**DOCUMENT PASSAGE:**
Blue World is the fifth Japanese language single of South Korean boy band Super Junior, released on 11 December 2013 by Avex Trax.

Background
It was announced on September 26, 2013, during the event E.L.F-JAPAN FESTIVAL 2013 that Super Junior would be releasing their fifth official Japanese single, "Blue World", in December 2013. The song will be the first original Japanese release by the group. It was later revealed on October 23 the single was set for December 11, containing on the B-Side another song named "Candy". The single was released in three different editions: CD-only, 2CD+DVD and E.L.F JAPAN version.

On November 8, 2013, Avex released a highlight medley of the upcoming single through YouTube with a preview of both songs and revealed the different covers from each edition of the single. This will be the first song of the group involving Heechul after he came back from the military service.

**GIVEN REQUEST 1:**
Gather every line of the records that contains the string "tail" and copy each one out in full.
The text and the records have no connection to each other.

**INPUT DATA:**
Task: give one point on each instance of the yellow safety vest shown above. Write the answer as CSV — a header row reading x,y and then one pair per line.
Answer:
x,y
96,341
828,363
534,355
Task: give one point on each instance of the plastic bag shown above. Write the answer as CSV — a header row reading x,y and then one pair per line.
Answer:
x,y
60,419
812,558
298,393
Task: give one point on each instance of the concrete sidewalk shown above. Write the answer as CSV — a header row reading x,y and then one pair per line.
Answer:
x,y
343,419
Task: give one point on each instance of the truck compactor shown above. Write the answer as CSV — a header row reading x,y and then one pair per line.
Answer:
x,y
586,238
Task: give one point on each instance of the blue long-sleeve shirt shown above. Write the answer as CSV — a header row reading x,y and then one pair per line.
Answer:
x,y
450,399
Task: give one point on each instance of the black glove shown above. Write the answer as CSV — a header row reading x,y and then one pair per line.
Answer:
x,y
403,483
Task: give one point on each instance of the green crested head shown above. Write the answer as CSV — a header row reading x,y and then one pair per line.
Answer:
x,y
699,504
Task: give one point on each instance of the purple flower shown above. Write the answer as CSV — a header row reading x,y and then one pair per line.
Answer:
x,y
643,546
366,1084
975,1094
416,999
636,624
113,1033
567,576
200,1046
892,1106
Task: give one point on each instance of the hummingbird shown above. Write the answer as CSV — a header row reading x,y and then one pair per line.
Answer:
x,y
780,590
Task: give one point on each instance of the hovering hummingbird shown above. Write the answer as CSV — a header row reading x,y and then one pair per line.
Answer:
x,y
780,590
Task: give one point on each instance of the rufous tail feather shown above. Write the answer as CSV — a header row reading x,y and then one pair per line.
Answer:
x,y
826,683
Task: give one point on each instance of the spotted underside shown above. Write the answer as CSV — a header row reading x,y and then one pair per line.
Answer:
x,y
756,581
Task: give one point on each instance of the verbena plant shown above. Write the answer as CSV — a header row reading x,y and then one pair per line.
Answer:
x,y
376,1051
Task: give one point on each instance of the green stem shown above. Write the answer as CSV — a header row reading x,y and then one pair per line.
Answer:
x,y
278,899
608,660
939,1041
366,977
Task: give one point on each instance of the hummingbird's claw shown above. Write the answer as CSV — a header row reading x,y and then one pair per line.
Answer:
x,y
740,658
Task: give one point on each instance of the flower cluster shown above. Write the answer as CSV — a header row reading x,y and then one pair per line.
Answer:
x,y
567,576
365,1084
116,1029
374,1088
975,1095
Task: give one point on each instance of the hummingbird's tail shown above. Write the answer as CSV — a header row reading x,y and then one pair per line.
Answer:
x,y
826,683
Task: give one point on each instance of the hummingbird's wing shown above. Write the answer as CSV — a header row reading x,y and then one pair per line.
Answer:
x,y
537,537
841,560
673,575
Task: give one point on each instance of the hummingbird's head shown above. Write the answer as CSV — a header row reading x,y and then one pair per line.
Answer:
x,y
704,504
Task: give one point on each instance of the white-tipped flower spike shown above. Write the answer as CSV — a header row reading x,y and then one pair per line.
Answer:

**GIVEN REQUEST 2:**
Answer these briefly from the passage on the "Blue World" single:
(a) Which record label released the single?
(b) What song appears on the B-side?
(c) Through which site did Avex post the highlight medley?

**FULL OUTPUT 1:**
Task: give one point on each instance of the rufous tail feather shown above. Write the answer as CSV — a header row reading x,y and then one pair per line.
Task: give one point on each instance of the hummingbird's tail shown above. Write the answer as CSV — a header row reading x,y and then one pair per line.

**FULL OUTPUT 2:**
(a) Avex Trax
(b) "Candy"
(c) YouTube